## Consigne
D'après le texte sur Alice, quel titre portait la première version de ses aventures, s'il vous plaît ?

## Texte source
┄┄┄┄┄┄┄┄┄┄
Ses habits, jolies robes, souliers de luxe, trahissent son milieu d'origine. Alice appartient à la classe supérieure. « Des indices dans le texte le montrent clairement, remarque Lawrence Gasquet, professeur de littérature britannique à l'université Jean-Moulin-Lyon 3, et spécialiste de Carroll. Au
cours de l'épisode de "la mare de larmes", par exemple, Alice passe en
revue les petites filles qu'elle connaît pour savoir si elle ne serait
pas devenue l'une d'entre elles. Se serait-elle changée en Mabel ? Cette
idée l'horrifie car celle-ci habite une "maisonnette exigüe" et n'a
"presque pas de jouets." » Alice a ainsi conscience de la supériorité de sa classe, elle peut parfois être snob, et même « un peu pimbêche », aux yeux de l'illustratrice Rébecca Dautremer qui, depuis l'enfance, se sent mal à l'aise avec Alice, « une petite bonne femme prétentieuse et raisonneuse qui n'aspire qu'à devenir la reine du bal ».
En apparence bien élevée, lisse et naïve, Alice serait-elle une
méchante fille, arrogante et manipulatrice ? Insolente, sûrement. Et
courageuse, si l'on veut bien considérer que ses aventures consistent
pour l'essentiel en une rafale de confrontations avec des créatures
aussi extravagantes que féroces, pour la plupart figures d'un monde
adulte sans queue ni tête, dont le seul objectif est de lui clouer le
bec et de la mettre au pas. Comment s'étonner alors qu'elle utilise
toutes les armes à sa disposition, demande Philippe Forest, écrivain et
professeur de littérature : « Alice au pays des merveilles est
l'histoire d'une petite fille jetée dans un monde d'une grande cruauté
dont elle essaie de triompher, déployant toutes les ressources de son
intelligence. Elle est certes raisonneuse, mais elle joue sa survie. La
première version de ses aventures avait pour titre Alice sous terre, c'est bien d'une descente aux enfers qu'il s'agit. »
┄┄┄┄┄┄┄┄┄┄
Entrées de données recueillies:
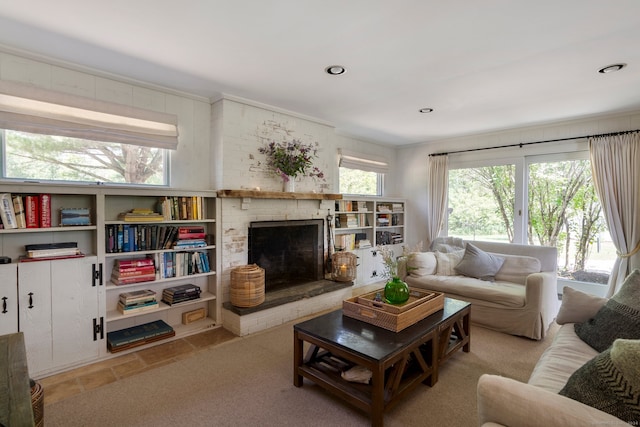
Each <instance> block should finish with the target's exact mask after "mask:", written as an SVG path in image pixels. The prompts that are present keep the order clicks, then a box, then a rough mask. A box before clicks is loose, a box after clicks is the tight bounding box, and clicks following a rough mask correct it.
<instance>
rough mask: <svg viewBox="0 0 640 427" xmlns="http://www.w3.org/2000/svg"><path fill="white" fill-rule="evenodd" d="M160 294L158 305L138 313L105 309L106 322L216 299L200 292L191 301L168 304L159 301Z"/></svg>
mask: <svg viewBox="0 0 640 427" xmlns="http://www.w3.org/2000/svg"><path fill="white" fill-rule="evenodd" d="M160 293H162V290H160ZM159 297H160V296H158V307H157V308H155V309H152V310H148V311H142V312H140V313H133V314H123V313H120V312H119V311H118V310H109V311H107V322H113V321H116V320H122V319H127V318H132V317H136V316H140V315H141V314H144V315H147V314H152V313H156V312H160V311H164V310H171V309H175V308H184V307H189V306H193V305H196V304H200V303H203V302H207V301H213V300H215V299H216V296H215V295H214V294H212V293H210V292H202V293H201V294H200V298H198V299H194V300H192V301H185V302H181V303H178V304H173V305H169V304H165V303H164V302H162V301H160V298H159Z"/></svg>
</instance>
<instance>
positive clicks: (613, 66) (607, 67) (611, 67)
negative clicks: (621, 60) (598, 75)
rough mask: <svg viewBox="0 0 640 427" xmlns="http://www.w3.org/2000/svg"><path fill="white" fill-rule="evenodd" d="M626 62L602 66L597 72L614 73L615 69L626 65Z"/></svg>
mask: <svg viewBox="0 0 640 427" xmlns="http://www.w3.org/2000/svg"><path fill="white" fill-rule="evenodd" d="M626 66H627V64H612V65H607V66H606V67H602V68H600V69H599V70H598V72H599V73H602V74H607V73H614V72H616V71H620V70H622V69H623V68H624V67H626Z"/></svg>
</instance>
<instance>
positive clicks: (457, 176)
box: [447, 152, 616, 284]
mask: <svg viewBox="0 0 640 427" xmlns="http://www.w3.org/2000/svg"><path fill="white" fill-rule="evenodd" d="M520 165H526V166H520ZM521 193H522V194H521ZM519 200H521V201H522V202H520V203H519V202H518V201H519ZM519 205H522V208H517V206H519ZM447 224H448V235H451V236H457V237H462V238H465V239H478V240H493V241H506V242H513V243H524V244H532V245H546V246H555V247H557V248H558V276H559V277H560V278H563V279H566V280H574V281H580V282H590V283H599V284H606V283H607V279H608V276H609V274H610V272H611V269H612V268H613V263H614V261H615V257H616V255H615V247H614V246H613V243H612V242H611V239H610V237H609V233H608V230H607V227H606V223H605V221H604V218H603V215H602V208H601V206H600V202H599V201H598V199H597V196H596V194H595V189H594V187H593V182H592V179H591V169H590V163H589V160H588V156H587V154H586V153H583V152H580V153H571V154H559V155H553V156H535V157H527V158H524V159H523V160H522V161H519V162H516V163H514V164H506V165H492V166H482V167H470V168H460V169H453V168H452V169H451V170H450V171H449V212H448V222H447Z"/></svg>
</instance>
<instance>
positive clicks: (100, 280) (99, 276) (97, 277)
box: [91, 263, 102, 286]
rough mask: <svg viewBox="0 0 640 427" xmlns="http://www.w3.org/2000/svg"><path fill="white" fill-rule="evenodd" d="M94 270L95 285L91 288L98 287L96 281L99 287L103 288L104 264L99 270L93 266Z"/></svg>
mask: <svg viewBox="0 0 640 427" xmlns="http://www.w3.org/2000/svg"><path fill="white" fill-rule="evenodd" d="M92 269H93V284H92V285H91V286H95V285H96V281H98V286H102V263H100V264H98V268H96V265H95V264H93V265H92Z"/></svg>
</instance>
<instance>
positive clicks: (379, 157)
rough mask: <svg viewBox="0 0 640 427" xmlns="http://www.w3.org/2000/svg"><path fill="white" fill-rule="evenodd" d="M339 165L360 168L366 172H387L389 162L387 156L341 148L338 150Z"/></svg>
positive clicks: (380, 172)
mask: <svg viewBox="0 0 640 427" xmlns="http://www.w3.org/2000/svg"><path fill="white" fill-rule="evenodd" d="M338 156H339V159H340V160H339V163H338V165H339V166H340V167H343V168H349V169H358V170H363V171H365V172H376V173H387V172H389V163H388V162H387V160H386V159H385V158H382V157H377V156H372V155H370V154H361V153H355V152H352V151H348V150H344V149H340V150H339V152H338Z"/></svg>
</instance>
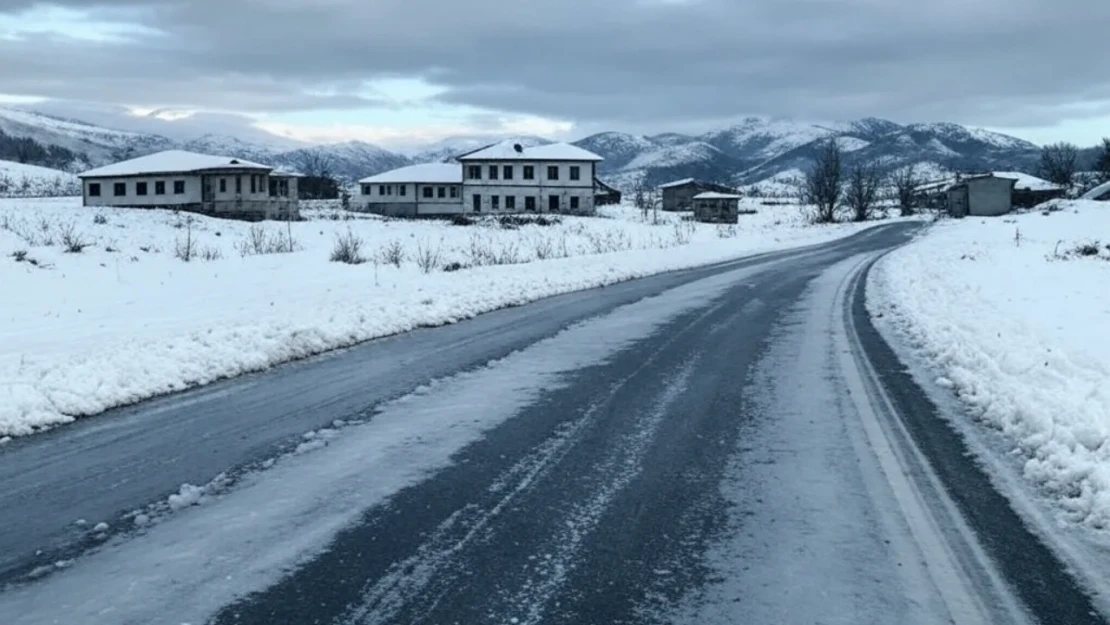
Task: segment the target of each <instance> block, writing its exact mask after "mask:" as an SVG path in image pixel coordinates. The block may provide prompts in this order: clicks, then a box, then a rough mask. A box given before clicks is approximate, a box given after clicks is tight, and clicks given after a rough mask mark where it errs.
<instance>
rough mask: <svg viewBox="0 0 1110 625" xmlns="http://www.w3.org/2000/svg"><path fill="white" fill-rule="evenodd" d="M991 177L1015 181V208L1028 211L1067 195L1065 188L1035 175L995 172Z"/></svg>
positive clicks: (1014, 196) (1066, 188)
mask: <svg viewBox="0 0 1110 625" xmlns="http://www.w3.org/2000/svg"><path fill="white" fill-rule="evenodd" d="M993 175H995V178H1012V179H1013V180H1015V181H1016V182H1015V184H1013V205H1015V206H1020V208H1023V209H1029V208H1032V206H1036V205H1037V204H1042V203H1045V202H1048V201H1049V200H1056V199H1058V198H1063V196H1064V195H1067V194H1068V188H1067V187H1064V185H1062V184H1056V183H1053V182H1049V181H1047V180H1042V179H1040V178H1037V177H1036V175H1029V174H1028V173H1022V172H1019V171H996V172H993Z"/></svg>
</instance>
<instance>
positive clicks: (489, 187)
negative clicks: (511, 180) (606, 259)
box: [463, 181, 595, 214]
mask: <svg viewBox="0 0 1110 625" xmlns="http://www.w3.org/2000/svg"><path fill="white" fill-rule="evenodd" d="M475 196H477V200H475ZM529 198H531V199H532V200H531V203H529V200H528V199H529ZM553 198H554V199H553ZM495 202H496V203H495ZM529 206H531V208H529ZM594 209H595V206H594V185H593V183H589V184H586V185H581V187H572V185H559V187H547V185H523V184H512V185H502V184H491V183H471V182H470V181H467V182H464V183H463V210H464V212H467V213H527V212H536V213H553V212H557V213H565V214H594Z"/></svg>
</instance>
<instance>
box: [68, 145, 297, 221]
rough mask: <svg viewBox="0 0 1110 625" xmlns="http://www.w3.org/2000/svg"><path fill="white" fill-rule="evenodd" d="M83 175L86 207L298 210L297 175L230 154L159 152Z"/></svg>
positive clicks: (212, 212) (205, 212) (176, 151)
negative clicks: (233, 156) (297, 206)
mask: <svg viewBox="0 0 1110 625" xmlns="http://www.w3.org/2000/svg"><path fill="white" fill-rule="evenodd" d="M188 168H195V169H193V170H189V169H188ZM176 170H181V171H176ZM81 179H82V189H83V195H84V205H87V206H133V208H179V209H182V210H190V211H196V212H202V213H206V214H213V215H216V216H234V218H245V219H265V218H285V216H292V215H295V214H296V210H297V184H296V177H295V175H291V174H283V173H273V170H272V168H269V167H266V165H260V164H258V163H251V162H248V161H239V160H236V159H229V158H226V157H210V155H206V154H195V153H192V152H183V151H166V152H159V153H157V154H150V155H148V157H141V158H139V159H132V160H130V161H123V162H120V163H114V164H111V165H107V167H103V168H99V169H95V170H91V171H88V172H85V173H83V174H81Z"/></svg>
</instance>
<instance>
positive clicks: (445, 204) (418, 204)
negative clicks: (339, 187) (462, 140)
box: [359, 163, 463, 216]
mask: <svg viewBox="0 0 1110 625" xmlns="http://www.w3.org/2000/svg"><path fill="white" fill-rule="evenodd" d="M462 188H463V168H462V167H460V165H458V163H424V164H420V165H408V167H404V168H400V169H395V170H392V171H387V172H383V173H380V174H377V175H371V177H369V178H364V179H362V180H360V181H359V191H360V193H359V195H360V202H359V203H360V205H361V208H362V209H364V210H366V211H369V212H372V213H377V214H382V215H390V216H432V215H451V214H458V213H461V212H463V200H462Z"/></svg>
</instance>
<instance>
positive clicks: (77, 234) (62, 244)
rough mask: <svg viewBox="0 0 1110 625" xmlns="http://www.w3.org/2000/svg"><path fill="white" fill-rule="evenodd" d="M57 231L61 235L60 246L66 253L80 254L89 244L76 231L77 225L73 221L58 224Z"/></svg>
mask: <svg viewBox="0 0 1110 625" xmlns="http://www.w3.org/2000/svg"><path fill="white" fill-rule="evenodd" d="M58 233H59V234H60V235H61V240H62V246H63V248H65V252H67V253H70V254H80V253H81V252H83V251H84V249H85V248H88V246H89V245H90V243H89V242H88V241H85V239H84V238H83V236H82V235H81V233H80V232H78V231H77V225H75V224H74V223H73V222H69V223H64V224H62V225H59V226H58Z"/></svg>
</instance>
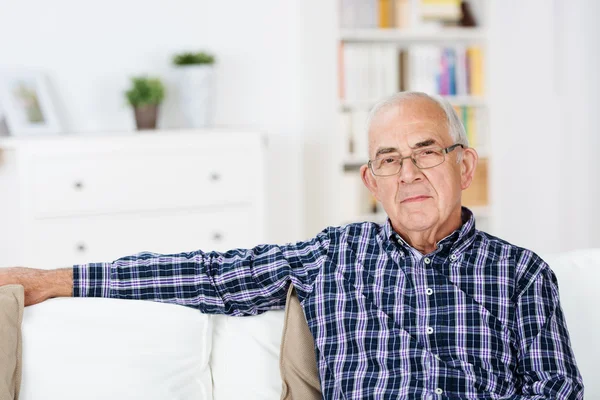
┄┄┄┄┄┄┄┄┄┄
## Réponse
Elle s'intitulait « Alice sous terre ».